ENUNCIADO
Prolonga el texto extraído sobre la alumna de espíritu rural y el juego del escondite a partir de su oración final, la que termina en «Estoy aquí».

TEXTO EXTRAÍDO
En la última fila de la clase, en el pupitre de la ventana, se sienta una alumna inteligente que no sólo procede del campo sino que tiene espíritu rural. Regordeta, un punto colorada, el pelo rubio oscuro y largo, recogido en coleta, parece una de esas campesinas lozanas que el cine sitúa en comarcas centroeuropeas (o que se intuyen en los relatos de John Berger) y, sin duda, con un sombrero de paja o un pañuelo en la cabeza, podría ocupar un lugar pleno junto a esas presencias. Según dicen, ayuda a sus padres en las tareas agrícolas con vigor, sin que la aspereza de la labor la arredre y sin que la severidad de los trabajos disminuya su esfuerzo. «Como si fuera un muchacho», añaden quienes la conocen. En sus ojos esquivos, de brillo huidizo, se advierte un contagio original, la mezquindad huraña del aislamiento o la desconfianza primitiva de la tierra. Como tiene los pies en el suelo, firmemente asentados en el surco, no le gusta la literatura en general ni la contemporánea en particular, que sólo entiende como extravagancia y floritura, exceso verbal y criptografía, devaneo lingüístico ajeno a la realidad y las personas. Sólo alguna vez ha leído libros que no vengan exigidos por los programas académicos, «novelas románticas o de amor», dice con las mejillas en vergüenza. Se niega a admitir paralelismo alguno entre la saturación del amor rosa de sus lecturas y los excesos suprarreales del lenguaje literario generado en las vanguardias, excedentes ambos, a la postre, de dos actitudes equivalentes: la exaltación del sentimiento y la conciencia estética de las palabras. Para ella, la ficción siempre encuentra asideros en nombres y figuras, mientras que las metáforas abruptas sobrepasan la percepción de todo referente. A la pregunta de qué va a estudiar cuando acabe el bachillerato sólo le cabe una respuesta. «Historia», dice, esto es, hechos reales, testimonios, evidencias, signos concretos de la realidad.

15.5.05

Estoy escondido

Cuando el niño que juega en el parque dice «Estoy escondido», quiere que lo encuentren, porque eso forma parte del juego (nada tan aburrido como un escondite perfecto), pero también declara la supremacía de la vista sobre el oído en su relación con la realidad. «Estoy escondido» significa, de hecho, «Estoy aquí».

FILAS REGISTRADAS

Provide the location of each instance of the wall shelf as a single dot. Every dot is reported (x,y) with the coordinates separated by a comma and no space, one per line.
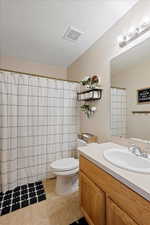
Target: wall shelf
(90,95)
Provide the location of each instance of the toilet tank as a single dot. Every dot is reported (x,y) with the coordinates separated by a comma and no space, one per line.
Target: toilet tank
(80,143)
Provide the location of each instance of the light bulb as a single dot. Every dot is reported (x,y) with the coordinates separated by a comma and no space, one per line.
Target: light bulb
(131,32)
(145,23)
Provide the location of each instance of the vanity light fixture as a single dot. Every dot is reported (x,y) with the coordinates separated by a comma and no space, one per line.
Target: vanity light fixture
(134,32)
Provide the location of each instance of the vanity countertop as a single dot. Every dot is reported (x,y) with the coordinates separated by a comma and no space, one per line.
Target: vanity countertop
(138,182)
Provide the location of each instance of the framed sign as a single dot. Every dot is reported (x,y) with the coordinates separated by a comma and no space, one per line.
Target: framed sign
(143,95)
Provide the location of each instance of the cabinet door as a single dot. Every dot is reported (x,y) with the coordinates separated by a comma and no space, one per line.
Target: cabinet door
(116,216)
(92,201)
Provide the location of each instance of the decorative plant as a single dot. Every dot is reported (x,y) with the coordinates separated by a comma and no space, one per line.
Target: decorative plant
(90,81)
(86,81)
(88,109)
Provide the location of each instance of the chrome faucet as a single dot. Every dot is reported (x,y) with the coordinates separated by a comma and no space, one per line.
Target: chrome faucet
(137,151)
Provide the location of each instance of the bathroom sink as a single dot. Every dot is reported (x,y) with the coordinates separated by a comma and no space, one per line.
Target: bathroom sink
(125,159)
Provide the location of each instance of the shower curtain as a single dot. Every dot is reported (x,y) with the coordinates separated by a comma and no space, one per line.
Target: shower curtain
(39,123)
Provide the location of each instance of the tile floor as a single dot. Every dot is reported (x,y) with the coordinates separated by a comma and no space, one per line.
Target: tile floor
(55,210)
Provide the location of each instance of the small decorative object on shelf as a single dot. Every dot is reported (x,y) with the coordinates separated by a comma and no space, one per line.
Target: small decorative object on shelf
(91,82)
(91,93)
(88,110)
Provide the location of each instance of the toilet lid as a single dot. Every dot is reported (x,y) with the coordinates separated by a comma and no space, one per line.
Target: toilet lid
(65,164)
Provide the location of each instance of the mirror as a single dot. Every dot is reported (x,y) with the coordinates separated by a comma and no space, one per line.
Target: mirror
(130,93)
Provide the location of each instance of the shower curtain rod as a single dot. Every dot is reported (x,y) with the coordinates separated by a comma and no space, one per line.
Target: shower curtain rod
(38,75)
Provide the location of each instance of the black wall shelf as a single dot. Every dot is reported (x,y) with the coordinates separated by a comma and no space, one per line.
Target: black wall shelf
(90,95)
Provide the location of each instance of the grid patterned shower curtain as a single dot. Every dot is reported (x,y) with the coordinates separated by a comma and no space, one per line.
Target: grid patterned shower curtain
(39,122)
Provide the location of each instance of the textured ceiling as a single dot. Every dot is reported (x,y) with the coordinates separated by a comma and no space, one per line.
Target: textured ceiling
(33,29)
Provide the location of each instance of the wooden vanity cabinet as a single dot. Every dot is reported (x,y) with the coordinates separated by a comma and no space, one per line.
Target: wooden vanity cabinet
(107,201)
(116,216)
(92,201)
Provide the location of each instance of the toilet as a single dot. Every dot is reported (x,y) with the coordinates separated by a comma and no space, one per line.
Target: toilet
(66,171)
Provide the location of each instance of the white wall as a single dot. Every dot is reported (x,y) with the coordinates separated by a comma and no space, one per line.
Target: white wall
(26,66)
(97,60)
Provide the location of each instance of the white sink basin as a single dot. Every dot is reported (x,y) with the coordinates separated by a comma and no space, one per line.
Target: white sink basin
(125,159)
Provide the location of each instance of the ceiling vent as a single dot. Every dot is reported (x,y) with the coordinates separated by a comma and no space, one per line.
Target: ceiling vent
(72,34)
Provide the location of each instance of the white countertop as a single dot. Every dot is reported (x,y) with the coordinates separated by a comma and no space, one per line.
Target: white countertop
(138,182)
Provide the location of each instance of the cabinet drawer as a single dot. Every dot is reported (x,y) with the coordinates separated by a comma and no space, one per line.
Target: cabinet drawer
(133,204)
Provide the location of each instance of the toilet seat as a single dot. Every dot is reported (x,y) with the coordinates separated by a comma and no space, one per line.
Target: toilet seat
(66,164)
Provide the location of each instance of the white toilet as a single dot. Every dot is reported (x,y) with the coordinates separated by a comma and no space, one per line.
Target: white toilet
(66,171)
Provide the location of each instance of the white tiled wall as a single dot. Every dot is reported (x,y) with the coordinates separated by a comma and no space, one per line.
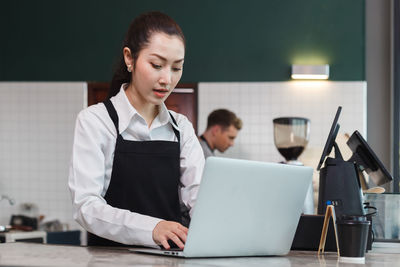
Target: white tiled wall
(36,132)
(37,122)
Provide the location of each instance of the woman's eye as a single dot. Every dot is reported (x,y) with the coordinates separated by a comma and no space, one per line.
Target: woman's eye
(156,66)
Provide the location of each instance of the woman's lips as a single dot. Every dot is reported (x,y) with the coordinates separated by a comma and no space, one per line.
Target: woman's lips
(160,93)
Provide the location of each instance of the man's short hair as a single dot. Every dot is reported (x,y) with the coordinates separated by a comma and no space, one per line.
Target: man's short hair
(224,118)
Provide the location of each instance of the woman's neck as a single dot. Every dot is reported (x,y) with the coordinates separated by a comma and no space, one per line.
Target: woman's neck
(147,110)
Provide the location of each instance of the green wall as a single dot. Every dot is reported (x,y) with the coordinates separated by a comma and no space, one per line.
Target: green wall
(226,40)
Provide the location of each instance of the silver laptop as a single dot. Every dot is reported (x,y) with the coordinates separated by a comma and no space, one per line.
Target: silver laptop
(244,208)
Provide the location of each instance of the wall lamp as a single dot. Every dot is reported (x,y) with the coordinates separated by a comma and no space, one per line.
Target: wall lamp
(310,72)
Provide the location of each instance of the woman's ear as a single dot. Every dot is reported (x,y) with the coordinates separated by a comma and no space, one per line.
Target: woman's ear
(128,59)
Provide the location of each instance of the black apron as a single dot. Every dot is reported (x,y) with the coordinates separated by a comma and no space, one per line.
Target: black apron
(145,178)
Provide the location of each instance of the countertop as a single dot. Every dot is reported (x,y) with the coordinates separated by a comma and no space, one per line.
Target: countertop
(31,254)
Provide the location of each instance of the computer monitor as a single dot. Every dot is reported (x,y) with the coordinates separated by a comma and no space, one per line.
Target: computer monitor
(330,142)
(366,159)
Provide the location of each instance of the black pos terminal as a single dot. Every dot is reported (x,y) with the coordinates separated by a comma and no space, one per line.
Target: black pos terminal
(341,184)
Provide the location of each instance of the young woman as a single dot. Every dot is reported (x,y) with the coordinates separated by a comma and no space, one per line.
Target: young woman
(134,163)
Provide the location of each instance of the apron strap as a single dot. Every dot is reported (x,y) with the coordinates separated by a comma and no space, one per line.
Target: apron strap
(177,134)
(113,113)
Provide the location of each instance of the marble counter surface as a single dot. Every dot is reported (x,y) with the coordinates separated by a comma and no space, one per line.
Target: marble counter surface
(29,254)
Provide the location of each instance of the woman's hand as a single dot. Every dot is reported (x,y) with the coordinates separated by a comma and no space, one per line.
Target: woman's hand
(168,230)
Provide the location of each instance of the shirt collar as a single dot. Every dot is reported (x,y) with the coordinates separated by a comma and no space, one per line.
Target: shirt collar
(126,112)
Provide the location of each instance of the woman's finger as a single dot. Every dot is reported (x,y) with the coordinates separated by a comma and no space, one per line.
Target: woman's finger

RESULTADO DEL EJERCICIO
El eterno segundo

Para adquirir el estatuto ontológico de segundo, o eterno segundo, no se requiere tanto haber sido segundo más veces que ningún otro como, habiendo sido segundo de vez en cuando, no haber sido nunca primero. Todo aficionado al ciclismo sabe que el segundo de la bicicleta por excelencia ha sido, es y será por mucho tiempo, tal vez para siempre, Raymond Poulidor, quien, sin embargo, sólo en tres ocasiones acabó el tour de Francia en segunda posición (tras Anquetil en 1964, tras Gimondi en 1965 y tras Merckx en 1974), mientras que Zoetemelk obtuvo el segundo puesto en seis ocasiones (tras Merckx en 1970 y 1971, tras Van Impe en 1976, tras Hinault en 1978, 1979 y 1982). Zoetemelk, sin embargo, fue ganador del tour de 1980, por lo que al menos una vez consiguió su propósito: eso lo convirtió en un gran corredor mediocre. A Poulidor, por su parte, además de no ser nunca primero, le avalan cinco terceros puestos (1962, 1966, 1969, 1972 y 1976), que no lo convierten, sin embargo, en tercero permanente, sino que le abren las puertas para siempre del segundo, del único, eterno y definitivo paradigma del segundo. Esa es su grandeza, el mérito moral de una maldición deportiva.

14.5.05

Objeción de conciencia

Hasta finales de los setenta la objeción de conciencia era exclusivamente militar y tenía un precio: prisión inmediata, juicio y condena (tres años, si no me equivoco). Conocí a más de uno que, por motivos religiosos (no precisamente católico-apostólico-romanos), objetó y sufrió persecución por justicia. Después, a medida que disminuyeron o se cancelaron las penas, la objeción militar se generalizó. Recuerdo un pareado ácrata que lucía su ingenio en los muros de los cuarteles, junto a las garitas: «Mozo, objeta, / pasa de escopeta». Que ahora vengan, pues, un obispo y otro obispo ejerciendo su santo oficio y reclamando objeciones de conciencia, porque son gratuitas, no deja de ser una aberración episcopal. Los alfiles sacrifican siempre a los peones.

Finde

No sé si «fin de semana» será o habrá sido propiamente un calco de «week-end», porque antes sólo había domingos, no había fines de semana ni semana inglesa. De ahí salió «dominguero», el desprecio aristocrático y burgués contra el pobre esclavo imitador del ocio. Ahora los jóvenes, según las perezosas leyes de la economía linguística, tienden al abuso más o menos jocoso del sustantivo «finde» para abarcar la locución «fin de semana». Por mi parte, estoy esperando el paso siguiente, que tal vez sólo llegue cuando los jóvenes creadores del neologismo tengan casa, trabajo, sueldo y responsabilidades familiares. ¿Qué palabra derivada se abatirá sobre el pobre, triste, explotado y globalizado profesional del finde? ¿Qué sufijo o qué prefijo servirá de insignia o sambenito?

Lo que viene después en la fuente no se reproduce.